Torts/Personal Injury,
Government,
Constitutional Law
Aug. 1, 2025
Tiny truths and giant lies: Where satire ends and defamation begins
Satire gets a pass. Lies don't. When South Park put Trump in bed with Satan, no one sued. But Candace Owens' "investigation" into Brigitte Macron's identity sparked a defamation case in Delaware. Here's why.





Arash Homampour
Sole Shareholder
The Homampour Law Firm PC
15303 Ventura Blvd.
Sherman Oaks , CA 91403
Phone: (323) 658-8077
Fax: (323) 658-8477
Email: arash@homampour.com
Southwestern Univ SOL; Los Angeles CA
Arash Homampour, of the Homampour Law Firm, is a trial attorney who represents individuals in catastrophic injury/wrongful death, employment and insurance bad faith matters throughout California.

In July 2025, South Park's season premiere, "Sermon on the 'Mount,'" presented what may be the most provocative political satire in recent television history. The episode depicted President Donald Trump engaged in graphic sexual acts with Satan, joked about Trump appearing on the "Epstein list," and culminated in a fictional storyline where Trump sues the show's creators for $5 billion.
Despite its deliberately provocative content, no defamation lawsuit followed. That silence speaks volumes about the First Amendment's sweeping protection for political satire.
In contrast, French President Emmanuel Macron and his wife, Brigitte (France's First Lady) filed a defamation suit against conservative American commentator Candace Owens because her statements were not jokes. They were framed as factual revelations: that Brigitte Macron was born a man, assumed her brother's identity, and married a blood relative. Presented to millions as the product of investigative journalism, those claims crossed the legal line from parody into potentially actionable defamation. The couple contends that these defamatory allegations caused reputational harm and emotional distress on a global scale.
This stark divergence exposes a core distinction in defamation law: parody, no matter how outrageous, is constitutionally protected, but calculated lies packaged as journalism are not.
The strong shield of satirical
speech protection
Satire enjoys exceptional safeguards under the First Amendment, as courts recognize its value in critiquing public figures and society without fear of reprisal. The logic is simple: when content is clearly exaggerated, absurd, or humorous in a way that no reasonable person would take as factual, defamation claims usually fall apart quickly.

> [Requirement 1]:
In the article on satire and defamation, why did Candace Owens' statements about Brigitte Macron lead to a defamation suit when the South Park episode did not? Answer in one to three sentences.

(Pointing and labeling entries)
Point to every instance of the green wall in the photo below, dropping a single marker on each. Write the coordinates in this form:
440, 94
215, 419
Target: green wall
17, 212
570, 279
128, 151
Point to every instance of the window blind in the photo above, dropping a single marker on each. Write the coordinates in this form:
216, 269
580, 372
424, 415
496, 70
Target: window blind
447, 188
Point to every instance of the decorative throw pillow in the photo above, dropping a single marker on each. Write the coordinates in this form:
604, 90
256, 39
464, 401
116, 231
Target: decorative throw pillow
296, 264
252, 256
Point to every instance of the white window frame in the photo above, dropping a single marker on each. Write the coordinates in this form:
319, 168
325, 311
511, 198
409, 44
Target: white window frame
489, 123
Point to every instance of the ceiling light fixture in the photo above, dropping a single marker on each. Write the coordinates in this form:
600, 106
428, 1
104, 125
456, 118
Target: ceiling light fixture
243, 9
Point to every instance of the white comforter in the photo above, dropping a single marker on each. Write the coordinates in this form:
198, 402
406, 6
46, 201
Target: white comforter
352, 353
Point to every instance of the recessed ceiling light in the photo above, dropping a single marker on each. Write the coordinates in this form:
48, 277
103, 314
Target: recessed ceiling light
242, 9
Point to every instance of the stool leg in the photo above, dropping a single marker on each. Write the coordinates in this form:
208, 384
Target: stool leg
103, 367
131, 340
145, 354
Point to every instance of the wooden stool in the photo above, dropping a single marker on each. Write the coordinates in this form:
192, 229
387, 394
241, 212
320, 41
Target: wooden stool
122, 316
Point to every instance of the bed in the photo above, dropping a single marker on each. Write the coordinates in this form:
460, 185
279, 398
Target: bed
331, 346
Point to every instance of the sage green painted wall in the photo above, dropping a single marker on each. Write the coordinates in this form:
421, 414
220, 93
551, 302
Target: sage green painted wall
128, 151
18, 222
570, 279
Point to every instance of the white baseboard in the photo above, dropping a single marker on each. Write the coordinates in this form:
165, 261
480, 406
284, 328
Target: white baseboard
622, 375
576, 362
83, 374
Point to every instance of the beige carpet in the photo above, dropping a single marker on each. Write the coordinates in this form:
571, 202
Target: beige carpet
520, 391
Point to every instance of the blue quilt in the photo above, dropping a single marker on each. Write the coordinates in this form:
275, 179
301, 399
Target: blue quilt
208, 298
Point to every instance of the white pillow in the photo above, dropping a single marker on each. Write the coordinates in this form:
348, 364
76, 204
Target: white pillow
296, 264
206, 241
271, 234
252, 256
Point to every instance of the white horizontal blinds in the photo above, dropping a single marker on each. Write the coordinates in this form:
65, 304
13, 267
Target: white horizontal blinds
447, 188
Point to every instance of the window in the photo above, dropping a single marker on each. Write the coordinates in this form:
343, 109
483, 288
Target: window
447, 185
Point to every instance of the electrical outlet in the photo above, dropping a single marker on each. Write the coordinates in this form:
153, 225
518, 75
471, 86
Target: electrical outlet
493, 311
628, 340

> [Requirement 2]:
Quote the entries word for word, starting at the line that contains "Point to every instance of the white horizontal" and running to the last line of the entries, with both ends included.

> [Exercise result 1]:
Owens' statements were not jokes. They were framed as factual revelations and presented to millions as the product of investigative journalism, so they crossed from parody into potentially actionable defamation. The South Park episode, however provocative, was parody, which the First Amendment protects.

> [Exercise result 2]:
Point to every instance of the white horizontal blinds in the photo above, dropping a single marker on each. Write the coordinates in this form:
65, 304
13, 267
Target: white horizontal blinds
447, 188
Point to every instance of the window in the photo above, dropping a single marker on each. Write the coordinates in this form:
343, 109
483, 288
Target: window
447, 185
Point to every instance of the electrical outlet in the photo above, dropping a single marker on each. Write the coordinates in this form:
153, 225
518, 75
471, 86
Target: electrical outlet
493, 311
628, 340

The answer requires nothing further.